==== Document segment

# NFL Sunday



## Kevin (Jan 18, 2015)

I was predicting an upset all week not knowing how bad Rogers injury really was - I had picked the Pack to upset the Seagulls by 2 touchdowns. But if what they're saying about Aaron Rogers is accurate it might be a long day for the Cheeseheads. The Cowboys defense sucks - that's why the Pack won last week because we couldn't get any pressure on him. If Rogers is truly immobile like they're saying then the Seagulls can destroy their offensive plan. So all things considered I think the gulls are going to be able to put enoghy pressure on Rogers that they can't win. Seattle 31 Packers 24


I'm taking Belichick and Brady to annihilate the Colts. 38 to 21

My Superbowl XLIX pick then is the Patriots over the Seagulls in a nail-biter 35 to 34. 


This means just the opposite will likely happen.

Reactions: Like 2


----------



## Schroedc (Jan 18, 2015)

I miss baseball season...

Reactions: Agree 4


----------



## NYWoodturner (Jan 18, 2015)

Gail is a Patriots fan of epic proportions. We'll be watching that game


----------



## jmurray (Jan 18, 2015)

I'd like to see the Colts win it all. I think Luck is gonna be great one day, maybe today.

Reactions: Agree 1


----------



## Tony (Jan 18, 2015)

Hopefully it will be Packers v. Colts in the Bowl. Then, I'm happy no matter which team wins. Tony

Reactions: Agree 1


----------



## Kevin (Jan 18, 2015)

Well so far Rogers looks pretty damned healthy! My upset prediction is unfolding . . .


----------



## Tony (Jan 18, 2015)

Kevin said:


> Well so far Rogers looks pretty damned healthy! My upset prediction is unfolding . . .



You should listen to me more often, Greeks are better at football predictions than the Irish


----------



## Kevin (Jan 18, 2015)

Tony said:


> You should listen to me more often, Greeks are better at football predictions than the Irish



True that. But y'all get in big trouble with your racist comments.


----------



## Tony (Jan 18, 2015)

Jimmy was misquoted; it was a tragedy!

Reactions: Agree 1


----------



## Tony (Jan 18, 2015)

Oh hell, even Greeks get it wrong every now and then! TA


----------



## SENC (Jan 18, 2015)

Wow!


----------



## SENC (Jan 18, 2015)

Hope that finish didn't give the  a stroke!

========
==== Data shown

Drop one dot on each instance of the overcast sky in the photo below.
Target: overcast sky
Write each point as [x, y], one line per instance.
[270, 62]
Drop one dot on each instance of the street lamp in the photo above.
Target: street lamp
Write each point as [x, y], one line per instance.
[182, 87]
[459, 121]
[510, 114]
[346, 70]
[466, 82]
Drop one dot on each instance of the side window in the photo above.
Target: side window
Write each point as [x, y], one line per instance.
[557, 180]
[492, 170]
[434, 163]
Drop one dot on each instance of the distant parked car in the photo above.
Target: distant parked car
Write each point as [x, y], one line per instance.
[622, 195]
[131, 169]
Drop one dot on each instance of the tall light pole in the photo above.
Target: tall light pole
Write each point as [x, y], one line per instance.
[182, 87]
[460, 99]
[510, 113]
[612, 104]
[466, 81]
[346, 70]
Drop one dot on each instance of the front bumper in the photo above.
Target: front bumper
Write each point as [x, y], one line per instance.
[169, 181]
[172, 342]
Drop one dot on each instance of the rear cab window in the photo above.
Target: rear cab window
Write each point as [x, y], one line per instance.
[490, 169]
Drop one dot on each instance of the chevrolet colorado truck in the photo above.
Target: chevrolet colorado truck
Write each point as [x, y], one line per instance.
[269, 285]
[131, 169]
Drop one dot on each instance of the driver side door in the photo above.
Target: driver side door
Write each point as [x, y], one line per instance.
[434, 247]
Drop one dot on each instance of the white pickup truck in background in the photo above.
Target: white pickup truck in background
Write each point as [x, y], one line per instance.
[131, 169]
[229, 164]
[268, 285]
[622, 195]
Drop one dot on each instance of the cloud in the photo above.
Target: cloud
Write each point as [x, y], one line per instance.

========

# Tasks to carry out
a. Edit the NFL Sunday thread from "I was predicting" to "will likely happen.", replacing "Seagulls" with "Seahawks".
b. Resume the NFL Sunday thread with the next post after its final one.
The records have no connection to the NFL Sunday thread.

# Outputs by task
a.
I was predicting an upset all week not knowing how bad Rogers injury really was - I had picked the Pack to upset the Seahawks by 2 touchdowns. But if what they're saying about Aaron Rogers is accurate it might be a long day for the Cheeseheads. The Cowboys defense sucks - that's why the Pack won last week because we couldn't get any pressure on him. If Rogers is truly immobile like they're saying then the Seahawks can destroy their offensive plan. So all things considered I think the gulls are going to be able to put enoghy pressure on Rogers that they can't win. Seattle 31 Packers 24


I'm taking Belichick and Brady to annihilate the Colts. 38 to 21

My Superbowl XLIX pick then is the Patriots over the Seahawks in a nail-biter 35 to 34. 


This means just the opposite will likely happen.

b.
----------



## Kevin (Jan 18, 2015)

Tony, you Greece people really should listen to us Irish where football is concerned. When it comes to growing olives we'll follow y'all's lead, but let us handle the football predictions.

Reactions: Agree 1


----------



## Mike1950 (Jan 18, 2015)

SENC said:


> Hope that finish didn't give the  a stroke!




GO hawks. Helluva finish- No heart attack for me- I was in the shop........... I bet I have 3 sons that need a diaper change though!!!!!!

Reactions: Funny 1


----------



## gman2431 (Jan 18, 2015)

As long as the packers are out I am happy. 

I'm more of a hockey guy This time of year.


----------



## Kevin (Jan 18, 2015)

gman2431 said:


> As long as the packers are out I am happy.
> 
> I'm more of a hockey guy This time of year.



There's not a hockey team on the planet that could score a single touchdown against even the worst NFL team. That's why you never see any hockey teams on the gridiron - they really suck at football.

Reactions: Funny 3


----------



## gman2431 (Jan 18, 2015)

Kevin said:


> There's not a hockey team on the planet that could score a single touchdown against even the worst NFL team. That's why you never see any hockey teams on the gridiron - they really suck at football.




Lol. It's because its to warm for them.


----------



## Schroedc (Jan 18, 2015)

I'm assuming the packers choked?


----------



## Kevin (Jan 18, 2015)

Schroedc said:


> I'm assuming the packers choked?



Bigtime. It's karma. The Cowgirls got ripped off so the Pack had to pay for that.


----------



## Kevin (Jan 18, 2015)

gman2431 said:


> Lol. It's because its to warm for them.



The Stars just went up 4-3 . . . . .

Reactions: Like 1


----------



## Schroedc (Jan 18, 2015)

Kevin said:


> The Stars just went up 4-3 . . . . .



Dallas stole our team.......

Reactions: Agree 1


----------



## Kevin (Jan 18, 2015)

Schroedc said:


> Dallas stole our team.......



No. The Northstars asked themselves the following questions before they left:


Do we like freezing our asses off 9 months a year, or only 3 months a year?
Do we want fans that actually support us, or do we want to stay here?
Do we want to date Minnesota women, or DALLAS women!
Once they answered the 3rd question, the first two didn't even matter.

Reactions: Like 1 | Agree 1 | Funny 4


----------



## Mike Jones (Jan 18, 2015)

What a day for the 12th! No doubt!


----------



## Schroedc (Jan 18, 2015)

Kevin said:


> No. The Northstars asked themselves the following questions before they left:
> 
> 
> Do we like freezing our asses off 9 months a year, or only 3 months a year?
> ...




That is one thing I recall from my last trip to Dallas, you couldn't swing a stick without hitting a beautiful woman...


----------



## Tony (Jan 18, 2015)

Kevin said:


> Do we want to date Minnesota women, or DALLAS women!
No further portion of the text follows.